------ Material provided ------

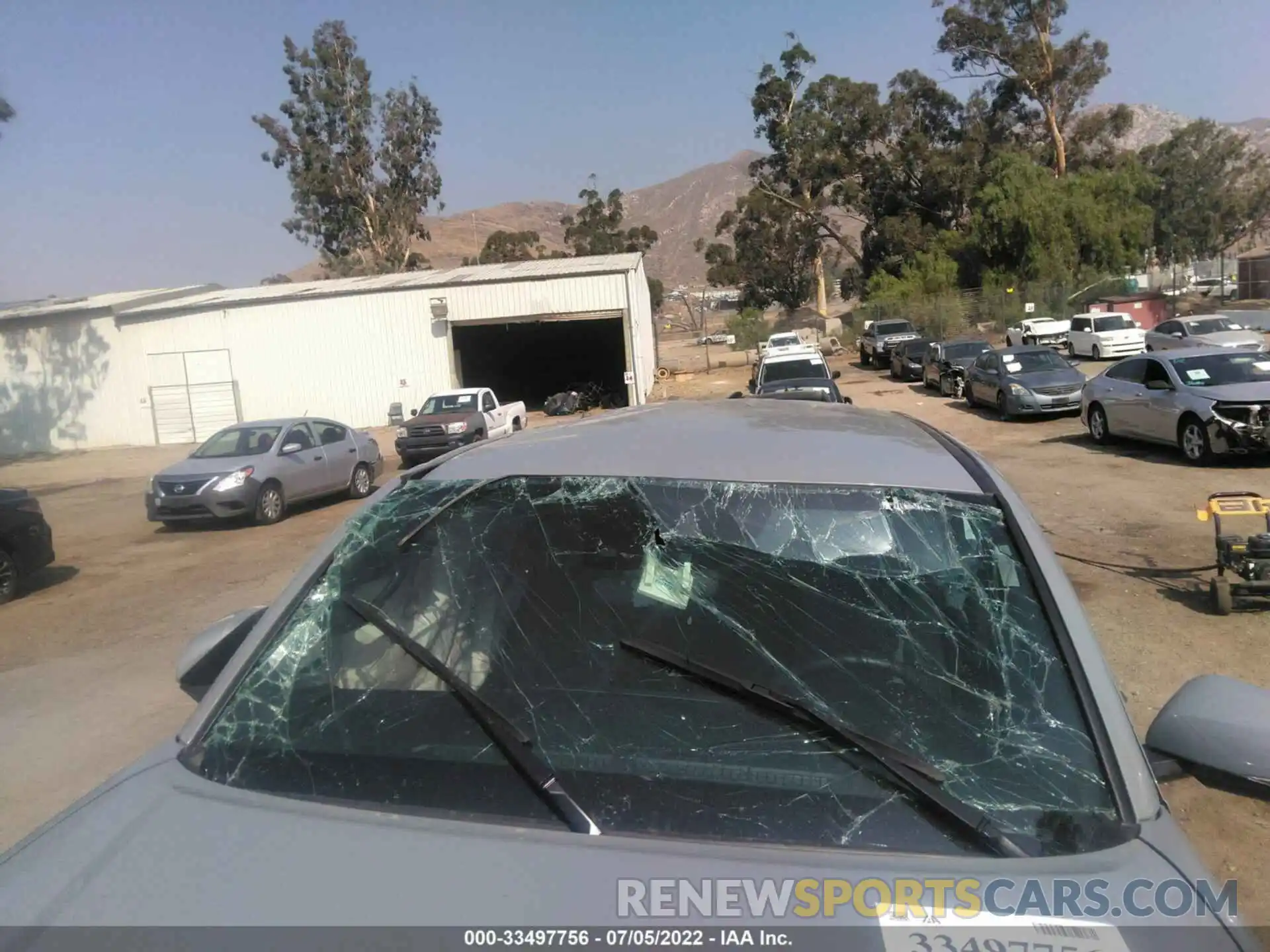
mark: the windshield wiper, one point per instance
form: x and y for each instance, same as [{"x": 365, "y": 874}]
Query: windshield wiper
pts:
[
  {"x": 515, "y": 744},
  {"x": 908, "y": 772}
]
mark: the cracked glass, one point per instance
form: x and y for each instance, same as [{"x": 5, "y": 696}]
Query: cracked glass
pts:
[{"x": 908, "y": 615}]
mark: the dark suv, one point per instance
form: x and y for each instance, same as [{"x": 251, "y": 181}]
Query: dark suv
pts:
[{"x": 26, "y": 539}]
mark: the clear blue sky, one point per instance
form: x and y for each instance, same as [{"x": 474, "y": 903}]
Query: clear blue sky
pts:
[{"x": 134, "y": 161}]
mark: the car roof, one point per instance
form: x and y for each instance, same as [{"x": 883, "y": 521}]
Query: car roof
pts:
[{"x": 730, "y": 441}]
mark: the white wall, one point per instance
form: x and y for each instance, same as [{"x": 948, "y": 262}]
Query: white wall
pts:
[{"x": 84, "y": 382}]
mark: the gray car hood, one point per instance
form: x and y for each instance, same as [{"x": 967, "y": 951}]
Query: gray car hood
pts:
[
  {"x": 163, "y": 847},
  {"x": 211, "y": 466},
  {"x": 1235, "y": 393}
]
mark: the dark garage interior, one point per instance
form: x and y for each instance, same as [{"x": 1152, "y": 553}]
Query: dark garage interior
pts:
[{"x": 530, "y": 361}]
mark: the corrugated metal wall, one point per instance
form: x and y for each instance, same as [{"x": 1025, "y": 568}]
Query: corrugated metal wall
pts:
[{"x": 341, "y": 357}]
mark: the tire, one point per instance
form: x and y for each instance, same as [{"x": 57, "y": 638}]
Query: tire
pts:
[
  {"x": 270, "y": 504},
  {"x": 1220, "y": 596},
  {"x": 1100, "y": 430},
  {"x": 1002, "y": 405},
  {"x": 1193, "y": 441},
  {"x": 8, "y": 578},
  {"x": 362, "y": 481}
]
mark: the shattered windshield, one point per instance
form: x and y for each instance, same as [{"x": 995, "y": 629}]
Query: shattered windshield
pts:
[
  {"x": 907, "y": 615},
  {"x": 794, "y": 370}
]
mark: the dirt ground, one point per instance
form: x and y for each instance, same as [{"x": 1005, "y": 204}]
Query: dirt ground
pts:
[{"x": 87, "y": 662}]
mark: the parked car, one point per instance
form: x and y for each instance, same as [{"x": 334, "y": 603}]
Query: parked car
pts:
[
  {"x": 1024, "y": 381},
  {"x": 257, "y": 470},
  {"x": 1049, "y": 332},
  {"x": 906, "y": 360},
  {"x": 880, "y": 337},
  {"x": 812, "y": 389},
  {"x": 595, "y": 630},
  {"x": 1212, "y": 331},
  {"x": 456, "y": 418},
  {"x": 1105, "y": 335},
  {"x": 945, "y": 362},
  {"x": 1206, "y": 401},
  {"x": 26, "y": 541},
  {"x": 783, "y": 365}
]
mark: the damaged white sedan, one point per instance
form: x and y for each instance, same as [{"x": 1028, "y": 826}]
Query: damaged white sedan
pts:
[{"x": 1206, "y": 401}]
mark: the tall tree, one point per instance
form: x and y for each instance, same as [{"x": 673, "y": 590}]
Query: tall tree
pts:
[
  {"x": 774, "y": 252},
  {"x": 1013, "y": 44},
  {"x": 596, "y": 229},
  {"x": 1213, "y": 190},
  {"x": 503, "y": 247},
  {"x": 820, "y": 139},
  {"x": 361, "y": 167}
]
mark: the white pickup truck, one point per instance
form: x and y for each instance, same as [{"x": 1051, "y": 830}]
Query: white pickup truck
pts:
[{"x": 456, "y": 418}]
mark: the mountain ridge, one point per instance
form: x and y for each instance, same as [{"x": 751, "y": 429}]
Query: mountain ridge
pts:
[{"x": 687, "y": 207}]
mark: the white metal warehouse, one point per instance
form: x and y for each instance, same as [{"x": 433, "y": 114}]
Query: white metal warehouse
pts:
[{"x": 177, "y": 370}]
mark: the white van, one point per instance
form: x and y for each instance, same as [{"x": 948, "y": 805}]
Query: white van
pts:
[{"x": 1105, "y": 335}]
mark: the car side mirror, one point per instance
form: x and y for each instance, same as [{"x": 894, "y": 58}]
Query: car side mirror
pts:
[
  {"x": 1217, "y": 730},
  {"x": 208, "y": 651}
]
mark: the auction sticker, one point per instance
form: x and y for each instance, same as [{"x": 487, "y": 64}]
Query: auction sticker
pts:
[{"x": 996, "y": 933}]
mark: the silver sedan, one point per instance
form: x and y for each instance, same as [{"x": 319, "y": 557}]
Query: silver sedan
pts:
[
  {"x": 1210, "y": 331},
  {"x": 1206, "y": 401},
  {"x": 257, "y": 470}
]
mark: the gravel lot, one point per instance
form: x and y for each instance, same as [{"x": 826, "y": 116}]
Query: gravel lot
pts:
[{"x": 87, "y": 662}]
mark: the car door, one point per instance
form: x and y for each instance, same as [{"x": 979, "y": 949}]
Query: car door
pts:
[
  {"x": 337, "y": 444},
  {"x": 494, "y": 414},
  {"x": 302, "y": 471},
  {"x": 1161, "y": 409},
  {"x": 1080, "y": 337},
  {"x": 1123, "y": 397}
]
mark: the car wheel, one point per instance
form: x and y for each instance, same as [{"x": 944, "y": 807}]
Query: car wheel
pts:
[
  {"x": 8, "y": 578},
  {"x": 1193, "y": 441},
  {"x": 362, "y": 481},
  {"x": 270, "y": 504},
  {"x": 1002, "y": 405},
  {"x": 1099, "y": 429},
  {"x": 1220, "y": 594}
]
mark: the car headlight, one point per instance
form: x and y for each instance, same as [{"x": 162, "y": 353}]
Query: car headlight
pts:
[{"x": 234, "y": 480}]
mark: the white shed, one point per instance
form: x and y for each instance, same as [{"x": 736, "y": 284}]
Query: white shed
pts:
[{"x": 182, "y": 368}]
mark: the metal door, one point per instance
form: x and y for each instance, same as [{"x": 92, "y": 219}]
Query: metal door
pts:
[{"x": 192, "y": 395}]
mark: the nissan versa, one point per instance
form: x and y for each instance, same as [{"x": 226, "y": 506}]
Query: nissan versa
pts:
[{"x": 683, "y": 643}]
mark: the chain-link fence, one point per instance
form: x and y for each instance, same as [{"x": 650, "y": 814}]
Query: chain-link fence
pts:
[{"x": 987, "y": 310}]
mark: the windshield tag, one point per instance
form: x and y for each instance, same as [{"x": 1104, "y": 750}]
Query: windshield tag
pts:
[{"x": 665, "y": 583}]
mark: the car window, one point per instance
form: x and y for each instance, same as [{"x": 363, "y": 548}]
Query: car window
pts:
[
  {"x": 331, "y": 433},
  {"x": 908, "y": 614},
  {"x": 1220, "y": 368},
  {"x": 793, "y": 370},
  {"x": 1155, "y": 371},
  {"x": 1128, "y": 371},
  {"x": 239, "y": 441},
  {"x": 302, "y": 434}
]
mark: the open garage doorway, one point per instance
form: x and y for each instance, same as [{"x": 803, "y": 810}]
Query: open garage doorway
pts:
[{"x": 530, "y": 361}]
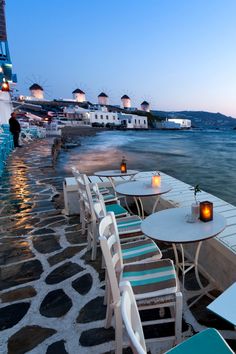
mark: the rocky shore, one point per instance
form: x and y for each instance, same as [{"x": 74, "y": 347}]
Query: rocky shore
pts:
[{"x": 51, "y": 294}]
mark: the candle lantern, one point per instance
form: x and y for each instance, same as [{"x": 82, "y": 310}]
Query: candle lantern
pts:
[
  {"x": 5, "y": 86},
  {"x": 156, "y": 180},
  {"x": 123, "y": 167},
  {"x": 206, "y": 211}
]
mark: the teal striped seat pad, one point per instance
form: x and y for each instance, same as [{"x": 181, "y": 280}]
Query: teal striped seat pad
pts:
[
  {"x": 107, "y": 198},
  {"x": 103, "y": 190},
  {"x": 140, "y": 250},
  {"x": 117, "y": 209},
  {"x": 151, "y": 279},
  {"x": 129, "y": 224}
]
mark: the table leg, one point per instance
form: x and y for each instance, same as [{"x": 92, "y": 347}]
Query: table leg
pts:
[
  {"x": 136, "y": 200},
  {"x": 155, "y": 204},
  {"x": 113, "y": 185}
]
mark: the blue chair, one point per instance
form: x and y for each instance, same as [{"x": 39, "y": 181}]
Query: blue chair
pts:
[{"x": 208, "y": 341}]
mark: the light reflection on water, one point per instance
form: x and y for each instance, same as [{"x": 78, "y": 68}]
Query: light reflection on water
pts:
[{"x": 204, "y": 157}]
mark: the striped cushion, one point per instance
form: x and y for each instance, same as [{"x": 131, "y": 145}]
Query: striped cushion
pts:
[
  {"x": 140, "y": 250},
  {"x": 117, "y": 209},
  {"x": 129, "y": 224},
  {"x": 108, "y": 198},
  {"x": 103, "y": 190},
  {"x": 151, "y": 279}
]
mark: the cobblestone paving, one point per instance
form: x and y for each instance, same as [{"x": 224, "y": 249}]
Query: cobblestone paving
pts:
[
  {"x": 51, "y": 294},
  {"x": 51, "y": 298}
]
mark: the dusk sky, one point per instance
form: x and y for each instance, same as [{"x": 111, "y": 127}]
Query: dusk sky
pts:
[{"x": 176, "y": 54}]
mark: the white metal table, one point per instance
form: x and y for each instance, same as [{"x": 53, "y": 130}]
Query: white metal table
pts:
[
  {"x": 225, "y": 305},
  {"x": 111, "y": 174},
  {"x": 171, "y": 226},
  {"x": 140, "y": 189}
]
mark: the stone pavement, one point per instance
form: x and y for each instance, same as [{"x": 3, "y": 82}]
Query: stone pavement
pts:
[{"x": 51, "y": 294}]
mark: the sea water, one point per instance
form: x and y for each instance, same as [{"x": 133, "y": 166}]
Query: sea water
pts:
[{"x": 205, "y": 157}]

------

> **What the task requires**
Repeat word for word the lines running from the line containing "mark: the blue chair, one point per instance" to the end of the entries above, inclusive.

> **Answer to this task**
mark: the blue chair, one point per instance
form: x and y for each instance, same as [{"x": 39, "y": 181}]
Query: blue chair
pts:
[{"x": 208, "y": 341}]
mark: the light reflection on water, one point per instance
form: x and y for each instance, same as [{"x": 78, "y": 68}]
Query: light reflection on water
pts:
[{"x": 204, "y": 157}]
mark: the striped cushion, one point per instance
form: x and y for each instance, same as [{"x": 131, "y": 145}]
Query: striped cushion
pts:
[
  {"x": 140, "y": 250},
  {"x": 117, "y": 209},
  {"x": 129, "y": 224},
  {"x": 108, "y": 198},
  {"x": 103, "y": 190},
  {"x": 151, "y": 279}
]
mark: the cobblestone paving, one point per instance
form: x and y for each instance, same as [{"x": 224, "y": 249}]
Query: cobblestone paving
pts:
[
  {"x": 51, "y": 294},
  {"x": 51, "y": 298}
]
mark: the dusk sky, one point per instance
form: x and y for each instance, same as [{"x": 111, "y": 127}]
Query: dusk sky
pts:
[{"x": 176, "y": 54}]
mark: the white metal table, one point per instance
form: x and y for each instance, same as [{"x": 53, "y": 130}]
Query: white metal table
pts:
[
  {"x": 225, "y": 305},
  {"x": 111, "y": 174},
  {"x": 171, "y": 226},
  {"x": 140, "y": 189}
]
mark: the stone pavement, one point per instance
form: x and y for each instance, same as [{"x": 3, "y": 82}]
Query: stone pavement
pts:
[{"x": 51, "y": 294}]
mark: the sea water, one point per instance
form: x and y for each instance, same as [{"x": 133, "y": 166}]
Query: sea water
pts:
[{"x": 205, "y": 157}]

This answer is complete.